DESCRIPTION OF THE TASK: Transcribe the records below exactly, leaving out any pictures.

Coordinate labeling data
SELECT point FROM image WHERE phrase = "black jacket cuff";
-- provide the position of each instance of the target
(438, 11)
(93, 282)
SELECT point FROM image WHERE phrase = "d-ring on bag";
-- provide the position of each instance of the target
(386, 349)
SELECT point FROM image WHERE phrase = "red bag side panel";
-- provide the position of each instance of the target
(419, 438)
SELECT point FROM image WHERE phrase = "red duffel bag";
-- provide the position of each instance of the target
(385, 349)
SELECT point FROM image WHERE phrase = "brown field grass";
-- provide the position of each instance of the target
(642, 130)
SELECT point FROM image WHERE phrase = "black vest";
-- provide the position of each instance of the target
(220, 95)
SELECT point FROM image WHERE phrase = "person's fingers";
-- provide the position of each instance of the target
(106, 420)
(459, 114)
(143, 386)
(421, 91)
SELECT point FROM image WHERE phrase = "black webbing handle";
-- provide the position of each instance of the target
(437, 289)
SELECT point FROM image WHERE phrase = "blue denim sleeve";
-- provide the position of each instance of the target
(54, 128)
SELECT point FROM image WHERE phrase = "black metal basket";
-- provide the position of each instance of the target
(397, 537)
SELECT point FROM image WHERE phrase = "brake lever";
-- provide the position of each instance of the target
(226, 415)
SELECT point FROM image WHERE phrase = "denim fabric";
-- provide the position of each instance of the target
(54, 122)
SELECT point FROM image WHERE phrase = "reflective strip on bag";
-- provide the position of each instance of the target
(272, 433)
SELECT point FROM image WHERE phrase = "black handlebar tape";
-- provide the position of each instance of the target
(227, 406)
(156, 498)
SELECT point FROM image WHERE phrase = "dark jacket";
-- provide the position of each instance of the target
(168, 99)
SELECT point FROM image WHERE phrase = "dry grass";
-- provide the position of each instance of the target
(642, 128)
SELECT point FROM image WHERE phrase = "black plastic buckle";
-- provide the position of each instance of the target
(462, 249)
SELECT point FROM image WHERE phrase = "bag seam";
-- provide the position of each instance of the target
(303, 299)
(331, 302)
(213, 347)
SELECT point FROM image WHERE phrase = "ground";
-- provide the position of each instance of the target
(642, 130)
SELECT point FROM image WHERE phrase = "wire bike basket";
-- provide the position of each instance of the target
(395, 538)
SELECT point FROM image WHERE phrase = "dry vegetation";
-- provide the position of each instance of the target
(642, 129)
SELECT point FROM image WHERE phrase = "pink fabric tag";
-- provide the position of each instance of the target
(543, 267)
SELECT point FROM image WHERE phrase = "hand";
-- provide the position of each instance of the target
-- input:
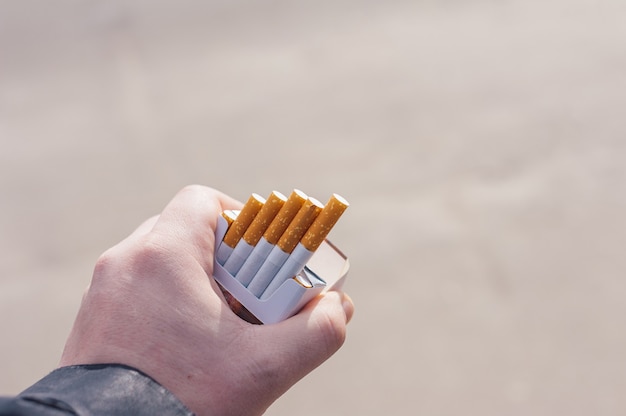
(152, 305)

RESPONSE TO THIS EXERCISE:
SELECT point FROM image WHERE phrase = "black jacket cuff";
-- provide the position of each instance of the target
(438, 11)
(93, 282)
SELECT point FROM image WHERE phrase = "d-ring on bag";
-- provide the position of each instance of the target
(386, 349)
SELECT point FROM image WHERE phrase = "red bag side panel";
-- provide the position of each instance of the target
(419, 438)
SELECT point FROM image WHERE phrase = "red duffel bag";
-- provide the position of each instance of the target
(385, 349)
SELECT point FROM image WHERE phrase = "brown field grass";
-- provide the position of each instance of the target
(642, 130)
SELECT point FROM image WHERE phrase = "black vest";
-- provide the position of each instance of the target
(220, 95)
SELECT point FROM image WHERE phrase = "person's fingers";
-- provide the position of each instance of the target
(106, 420)
(459, 114)
(143, 386)
(421, 91)
SELECT point FROM image WHERE phrase = "black webbing handle";
-- provide the position of each instance of the target
(437, 289)
SELECT point FROM image WHERE phrase = "blue denim sleeve";
-- provide the position of each instance of the target
(54, 128)
SELECT point FROM image WHERE phrase = "black metal basket";
-- provide the position of each instance of the target
(397, 537)
SELECT point FROM image WHERE phrase = "brake lever";
-- provide the position of each instance of the target
(226, 415)
SELECT point FROM image WHERE phrase = "denim fabric";
-- provide the position of each instance of the target
(54, 122)
SELECT point FROM image WHERE phrase = "reflective strip on bag";
-- provide the position of each instance of the target
(272, 433)
SELECT point FROM image WHERE phrase = "black handlebar tape";
-- provide the position of each instance of the target
(227, 406)
(156, 498)
SELECT point FROM image WHERE phrase = "dark jacket";
-- provide the position of each instance of the target
(168, 99)
SELECT point FROM image WHERE phrase = "dry grass";
-- provide the position of each instance of the target
(642, 128)
SELECT point FROM image WHERE phrase = "black plastic buckle";
-- provide the position of each instance of the target
(462, 249)
SELECT point FROM image WHERE phrase = "bag seam";
-- provide the position of each instance of the target
(303, 299)
(331, 302)
(213, 347)
SELECT point FROM image WHERE phrase = "ground";
-- provide the position of each instance of the target
(642, 130)
SELECT point FROM image WHERE phrase = "wire bike basket";
-- provide the position of each instance of the target
(395, 538)
SELECT point FROM image WHERE phrase = "dry vegetation";
-- provide the position of each instance of the target
(642, 129)
SELECT point FROM image WHERE phrase = "pink fabric tag";
-- provide the position of each instance of the target
(543, 267)
SELECT point FROM image WHERE phrase = "hand";
-- provide the position of each instance of the target
-- input:
(152, 305)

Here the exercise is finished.